▸ **Problem to solve**
Rescale the data below by copying every line and multiplying each point coordinate by 0.65, rounding to whole numbers with halves rounded up. All other lines stay unchanged.
☆ ☆ ☆ ☆ ☆
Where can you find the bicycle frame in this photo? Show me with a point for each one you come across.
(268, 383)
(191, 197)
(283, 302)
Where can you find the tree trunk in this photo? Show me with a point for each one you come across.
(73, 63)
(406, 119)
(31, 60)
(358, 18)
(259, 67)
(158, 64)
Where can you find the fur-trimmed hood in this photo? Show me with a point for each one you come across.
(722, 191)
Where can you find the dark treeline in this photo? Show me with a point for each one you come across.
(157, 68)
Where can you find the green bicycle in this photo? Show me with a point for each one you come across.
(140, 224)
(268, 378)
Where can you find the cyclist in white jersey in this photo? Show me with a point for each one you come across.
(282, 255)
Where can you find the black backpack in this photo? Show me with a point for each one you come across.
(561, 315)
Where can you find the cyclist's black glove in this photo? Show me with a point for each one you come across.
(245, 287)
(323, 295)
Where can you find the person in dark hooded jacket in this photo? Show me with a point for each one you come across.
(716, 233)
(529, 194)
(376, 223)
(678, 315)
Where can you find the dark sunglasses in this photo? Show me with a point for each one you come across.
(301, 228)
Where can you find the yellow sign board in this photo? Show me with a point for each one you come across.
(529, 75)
☆ ☆ ☆ ☆ ☆
▸ **Written response**
Where can you find the bicycle frame in this photo? Show me with a point for each one you come across.
(174, 249)
(124, 128)
(184, 196)
Where can you find the tree trunk in this photo? Show me with a point for each one you come across.
(47, 41)
(264, 77)
(20, 39)
(233, 12)
(168, 44)
(103, 42)
Where can you find the fur-trimmed hood in this photo? Show me with a point for each one you come across.
(469, 124)
Where can you find the dark treeline in this photo? Show me with a point for each one you come across.
(102, 44)
Where can you find the green bicycle in this photo? Show me with a point for each one you come across.
(91, 146)
(174, 246)
Where can you find the cyclist in white jersey in this photo? Show me with a point for each one you come across.
(183, 166)
Where can you find the black backpack in this photo? Show me with a point for each one you come across.
(365, 205)
Where can you find the cyclist's black glove in this photo? Show me with a point for each one you come across.
(159, 187)
(210, 192)
Where can you find the person in dark hooded jacket in this photo? Show me with a point for each one you come across.
(465, 151)
(344, 126)
(244, 145)
(441, 205)
Where can you find the dark sunglasses in this photo? Show me with a point for each one you come across.
(196, 148)
Where can you find the yellow sign board in this photo? Show me with a point for each one you come across.
(344, 49)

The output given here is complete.